**GIVEN PASSAGE:**
The Fayette County Courthouse in West Union, Iowa, United States was built in 1923. It was listed on the National Register of Historic Places in 1981 as a part of the County Courthouses in Iowa Thematic Resource. In 2015 it was included as a contributing property in the West Union Commercial Historic District. The current courthouse is the third facility to house court functions and county administration.

==History==
West Union was named the county seat of Fayette County when it was established, but opposition to its being the county seat prevented a courthouse from being constructed. The opposition came mainly from people in the south, while centrally located Fayette offered to build a courthouse for the county there. With that in mind, the citizens of West Union offered to contribute $3,000 toward the construction of a courthouse in their town. A two-story brick building measuring 40 × 60 ft was built in West Union in 1857 for $8,000. County citizens refused to build a jail, however, and a section of the northwest corner of the courthouse was fashioned for that purpose. A prisoner in the jail facilities set fire to the structure as he escaped in 1872. While the building was destroyed, most of the records were saved.

**PROVIDED DATA:**
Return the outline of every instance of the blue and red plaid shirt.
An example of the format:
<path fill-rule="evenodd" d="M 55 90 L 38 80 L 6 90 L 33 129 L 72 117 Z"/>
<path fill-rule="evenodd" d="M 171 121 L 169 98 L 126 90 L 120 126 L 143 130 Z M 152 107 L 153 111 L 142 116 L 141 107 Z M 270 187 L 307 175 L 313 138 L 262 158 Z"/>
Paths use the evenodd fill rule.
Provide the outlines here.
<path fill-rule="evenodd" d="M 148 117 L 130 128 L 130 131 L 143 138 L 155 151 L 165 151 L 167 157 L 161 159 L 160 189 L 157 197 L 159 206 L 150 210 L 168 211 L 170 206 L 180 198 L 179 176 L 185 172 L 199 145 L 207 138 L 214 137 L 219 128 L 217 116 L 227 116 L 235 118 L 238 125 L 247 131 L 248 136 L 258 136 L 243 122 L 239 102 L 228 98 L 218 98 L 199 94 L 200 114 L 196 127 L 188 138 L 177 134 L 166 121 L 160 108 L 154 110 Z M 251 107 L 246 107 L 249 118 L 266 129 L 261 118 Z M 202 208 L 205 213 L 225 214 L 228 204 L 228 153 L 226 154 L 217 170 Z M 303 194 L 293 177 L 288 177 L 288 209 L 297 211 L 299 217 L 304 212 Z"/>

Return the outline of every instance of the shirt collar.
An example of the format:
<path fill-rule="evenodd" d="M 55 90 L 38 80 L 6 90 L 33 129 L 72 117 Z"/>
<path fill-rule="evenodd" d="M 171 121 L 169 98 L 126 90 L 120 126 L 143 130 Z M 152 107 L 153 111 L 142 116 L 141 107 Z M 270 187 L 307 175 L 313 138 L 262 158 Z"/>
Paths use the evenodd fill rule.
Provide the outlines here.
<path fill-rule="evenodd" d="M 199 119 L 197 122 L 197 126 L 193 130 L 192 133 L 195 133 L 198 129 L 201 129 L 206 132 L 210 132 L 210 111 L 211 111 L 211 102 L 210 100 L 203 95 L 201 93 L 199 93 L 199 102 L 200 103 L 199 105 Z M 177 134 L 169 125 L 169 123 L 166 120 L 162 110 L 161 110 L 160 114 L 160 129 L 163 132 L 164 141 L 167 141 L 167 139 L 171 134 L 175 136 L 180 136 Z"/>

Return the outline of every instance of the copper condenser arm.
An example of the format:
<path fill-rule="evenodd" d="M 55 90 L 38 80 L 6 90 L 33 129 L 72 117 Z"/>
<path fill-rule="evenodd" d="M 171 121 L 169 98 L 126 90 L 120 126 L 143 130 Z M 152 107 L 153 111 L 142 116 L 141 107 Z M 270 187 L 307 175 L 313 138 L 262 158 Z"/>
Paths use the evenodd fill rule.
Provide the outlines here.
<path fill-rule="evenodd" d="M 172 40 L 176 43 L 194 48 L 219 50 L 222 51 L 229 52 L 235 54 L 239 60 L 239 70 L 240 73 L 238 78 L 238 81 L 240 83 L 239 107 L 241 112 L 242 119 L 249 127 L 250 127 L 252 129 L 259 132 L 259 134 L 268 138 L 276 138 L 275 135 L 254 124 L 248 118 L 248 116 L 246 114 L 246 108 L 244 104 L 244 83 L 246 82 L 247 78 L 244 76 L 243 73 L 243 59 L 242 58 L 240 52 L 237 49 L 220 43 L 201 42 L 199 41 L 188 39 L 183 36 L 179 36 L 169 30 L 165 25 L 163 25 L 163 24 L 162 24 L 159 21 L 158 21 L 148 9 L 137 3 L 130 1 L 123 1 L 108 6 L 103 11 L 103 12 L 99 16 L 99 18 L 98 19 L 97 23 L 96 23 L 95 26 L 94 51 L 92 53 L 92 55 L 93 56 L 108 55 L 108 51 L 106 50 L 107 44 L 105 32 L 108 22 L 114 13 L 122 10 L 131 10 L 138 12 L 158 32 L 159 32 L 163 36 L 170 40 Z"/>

**APPLY WHAT YOU READ:**
**1)** Answer these from the courthouse passage:
(a) In what year was the current courthouse built?
(b) In what year was it listed on the National Register of Historic Places?
(c) How much did the 1857 brick building cost?
**2)** Rewrite the courthouse passage from "The Fayette County" to "and county administration.", changing "facility" to "building".
**3)** Please write what comes next in the courthouse passage, picking up after its last sentence.
The records have no connection to the courthouse passage.

**TASK RESULTS:**
**1)**
(a) 1923
(b) 1981
(c) $8,000

**2)**
The Fayette County Courthouse in West Union, Iowa, United States was built in 1923. It was listed on the National Register of Historic Places in 1981 as a part of the County Courthouses in Iowa Thematic Resource. In 2015 it was included as a contributing property in the West Union Commercial Historic District. The current courthouse is the third building to house court functions and county administration.

**3)**
As the county seat controversy rose again, businessmen from West Union offered to rebuild the courthouse contingent on the county appropriating $5,000 for the project and their ability to salvage whatever was useful from the destroyed courthouse. The second courthouse was completed in 1874 based on the businessmen's offer. However, the building was built too small, and growth in the county led to a succession of additions and improvements between 1894 and 1896. On February 5, 1922, this courthouse was also destroyed in a fire and work began quickly to replace it.

Waterloo, Iowa architect John G. Ralston was contracted to design the present courthouse. The cornerstone was laid June 21, 1923, and it was dedicated October 8, 1924. Its final construction costs amounted to $299,000. Its significance is derived from its association with county government, and the political power and prestige of West Union as the county seat.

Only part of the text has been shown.